So how can a monument go “missing”?

— The ASI was founded in 1861 by Alexander Cunningham, when he realised the need for a permanent body to oversee archaeological excavations and conservation. But while the body remained largely dysfunctional in the 19th century owing to fund crunch, in the decades preceding Independence, it became very active. A bulk of the protected monuments were taken under the ASI’s wings during the 1920s and 30s, up till the 50s, officials told The Indian Express.

— But in the decades after independence, the focus of successive governments was on health, education and infrastructure, rather than protecting heritage, officials said. Even within the scope of heritage, the aim was to uncover more monuments and sites, instead of conservation. So in due course, ASI officials said, many monuments and sites were lost to activities like urbanisation, construction of dams and reservoirs, and even encroachments.

— As per the ASI submission in Parliament, 14 monuments have been lost to rapid urbanisation, 12 are submerged by reservoirs/dams, while 24 are untraceable, which brings the number of missing monuments to 50.

“Even now, we are grappling with an acute manpower shortage to physically man all the big and small monuments which may fall under a particular region,” an ASI official said.

— The agency told the Parliamentary committee that security guards were posted at only 248 of the 3,693 monuments. “The committee notes with dismay that out of the total requirement of 7,000 personnel for the protection of monuments, the government could provide only 2,578 security personnel at 248 locations due to budgetary constraints,” the report said.

Is this the first time monuments have been reported missing?

— While ASI officials said a comprehensive physical survey of all monuments has never been conducted after Independence, in 2013, a Comptroller and Auditor General (CAG) report said that at least 92 centrally protected monuments across the country had gone missing.

— The CAG report said that the ASI did not have reliable information on the exact number of monuments under its protection. It recommended that periodic inspection of each protected monument be carried out by a suitably ranked officer. The Culture ministry accepted the proposal, but there was hardly any movement.

Which monuments are missing?

— The report notes that “out of the 92 monuments declared as missing by the CAG, 42 have been identified due to efforts made by the ASI.” Of the remaining 50, 26 have been accounted for, as mentioned earlier, while 24 are untraceable. The Ministry said, “Such monuments which could not be traced on ground for a considerable time because of multiple factors, despite the strenuous efforts of ASI through its field offices, were referred as Untraceable monuments.”

— These include 11 in Uttar Pradesh, two each in Delhi and Haryana, and in states like Assam, West Bengal, Arunachal Pradesh and Uttarakhand. Official sources told The Indian Express, “Many such cases pertain to inscriptions, batteries and tablets, which don’t have a fixed address. They could have been moved or damaged and it may be difficult to locate them.”

— The Parliamentary panel said it was perturbed to find that the Barakhamba Cemetery in the very heart of Delhi was among the untraceable monuments. “If even monuments in the Capital cannot be maintained properly, it does not bode well for monuments in remote places in the country,” it said. Officials told the Express that the particular cemetery may have been lost to the “redevelopment of the New Delhi Railway Station”.

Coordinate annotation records

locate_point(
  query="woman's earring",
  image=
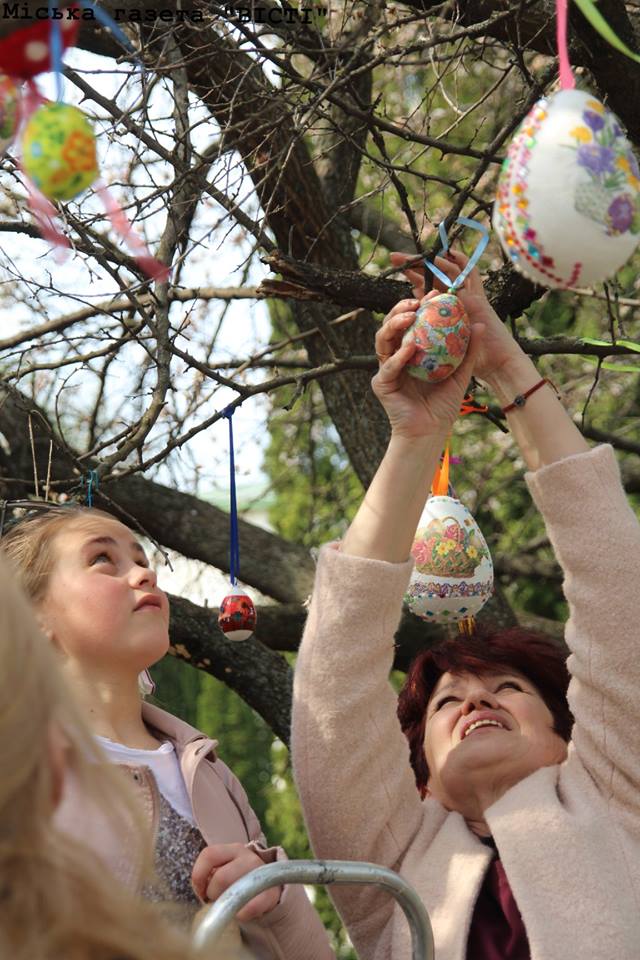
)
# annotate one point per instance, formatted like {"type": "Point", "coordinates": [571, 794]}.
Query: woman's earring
{"type": "Point", "coordinates": [146, 685]}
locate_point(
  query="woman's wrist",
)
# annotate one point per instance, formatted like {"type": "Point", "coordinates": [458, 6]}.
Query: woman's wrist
{"type": "Point", "coordinates": [417, 448]}
{"type": "Point", "coordinates": [512, 378]}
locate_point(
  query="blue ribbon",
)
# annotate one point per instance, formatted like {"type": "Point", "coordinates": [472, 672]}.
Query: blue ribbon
{"type": "Point", "coordinates": [57, 46]}
{"type": "Point", "coordinates": [473, 259]}
{"type": "Point", "coordinates": [92, 479]}
{"type": "Point", "coordinates": [234, 539]}
{"type": "Point", "coordinates": [56, 51]}
{"type": "Point", "coordinates": [110, 24]}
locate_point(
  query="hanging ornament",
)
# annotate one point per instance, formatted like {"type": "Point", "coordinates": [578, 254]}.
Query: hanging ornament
{"type": "Point", "coordinates": [441, 329]}
{"type": "Point", "coordinates": [9, 103]}
{"type": "Point", "coordinates": [567, 210]}
{"type": "Point", "coordinates": [57, 142]}
{"type": "Point", "coordinates": [27, 52]}
{"type": "Point", "coordinates": [59, 151]}
{"type": "Point", "coordinates": [453, 574]}
{"type": "Point", "coordinates": [237, 617]}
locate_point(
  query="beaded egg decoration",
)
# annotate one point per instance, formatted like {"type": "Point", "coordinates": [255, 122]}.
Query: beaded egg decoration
{"type": "Point", "coordinates": [441, 331]}
{"type": "Point", "coordinates": [453, 574]}
{"type": "Point", "coordinates": [567, 210]}
{"type": "Point", "coordinates": [59, 151]}
{"type": "Point", "coordinates": [237, 618]}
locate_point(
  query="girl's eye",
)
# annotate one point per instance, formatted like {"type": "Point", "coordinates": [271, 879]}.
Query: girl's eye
{"type": "Point", "coordinates": [102, 557]}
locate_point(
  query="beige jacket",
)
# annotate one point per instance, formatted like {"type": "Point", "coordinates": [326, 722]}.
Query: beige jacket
{"type": "Point", "coordinates": [568, 835]}
{"type": "Point", "coordinates": [292, 930]}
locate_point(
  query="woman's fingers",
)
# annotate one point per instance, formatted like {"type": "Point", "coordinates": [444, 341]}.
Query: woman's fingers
{"type": "Point", "coordinates": [397, 321]}
{"type": "Point", "coordinates": [393, 366]}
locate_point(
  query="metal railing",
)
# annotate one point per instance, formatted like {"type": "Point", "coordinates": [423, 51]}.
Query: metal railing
{"type": "Point", "coordinates": [319, 872]}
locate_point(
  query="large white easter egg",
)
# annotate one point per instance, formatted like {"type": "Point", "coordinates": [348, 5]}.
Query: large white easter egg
{"type": "Point", "coordinates": [567, 210]}
{"type": "Point", "coordinates": [453, 574]}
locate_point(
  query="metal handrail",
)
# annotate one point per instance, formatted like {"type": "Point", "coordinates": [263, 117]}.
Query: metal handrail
{"type": "Point", "coordinates": [319, 872]}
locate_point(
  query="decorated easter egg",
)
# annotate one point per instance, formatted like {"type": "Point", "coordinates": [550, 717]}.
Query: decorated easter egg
{"type": "Point", "coordinates": [9, 96]}
{"type": "Point", "coordinates": [27, 52]}
{"type": "Point", "coordinates": [441, 330]}
{"type": "Point", "coordinates": [567, 210]}
{"type": "Point", "coordinates": [59, 151]}
{"type": "Point", "coordinates": [237, 617]}
{"type": "Point", "coordinates": [453, 574]}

● **TASK REQUIREMENTS**
• A. According to the text on India's missing monuments, who founded the ASI, and in what year?
• B. Continue the text on India's missing monuments from its last sentence.

● **ANSWERS FOR THIS EXERCISE**
• A. Alexander Cunningham founded it in 1861.

• B.
— Other missing monuments include the Guns of Emperor Sher Shah, Tinsukia (Assam); the Ruins of Copper Temple, Paya, Lohit (Arunachal Pradesh); Kos Minar, Mujesar, Faridabad (Haryana); Kutumbari Temple, Dwarahat, Almora (Uttarakhand); Rock Inscription, Satna (Madhya Pradesh); Old European Tomb, Pune (Maharashtra); 12th Century Temple, Baran (Rajasthan); and Telia Nala Buddhist ruins, Varanasi (Uttar Pradesh).

Could there be more missing monuments?

— The CAG audit included a joint physical inspection, along with the ASI, of merely 1,655 monuments out of the 3,678 on the protected list at the time. The 24 monuments reported to be untraceable are from this sample of 1,655 monuments.

“The Committee is perturbed to note that having found out that at least 24 monuments are untraceable out of the sample of monuments studied, no further surveys were conducted for the remaining monuments, even nearly a decade after the original study,” the panel said.

So does India now have fewer protected monuments?

— The ASI submitted that even as the monuments lost to urbanisation or dams can be deemed gone, it will make one last attempt to locate the 24 untraceable monuments. If any of those can be traced, the missing monuments list will be pruned.

— However, deleting the lost/untraceable monuments from the protected list may not be that simple. The deletion requires denotification of the said monument under Section 35 of the AMASR Act, which happens to be a long-drawn process.

— Section 35 has the provision to issue notifications only for such Centrally Protected Monuments (CPMs) which, according to the central government, have ceased to be of national importance. The situation of a missing monument cannot be automatically equated with the loss of its historical importance, the committee said.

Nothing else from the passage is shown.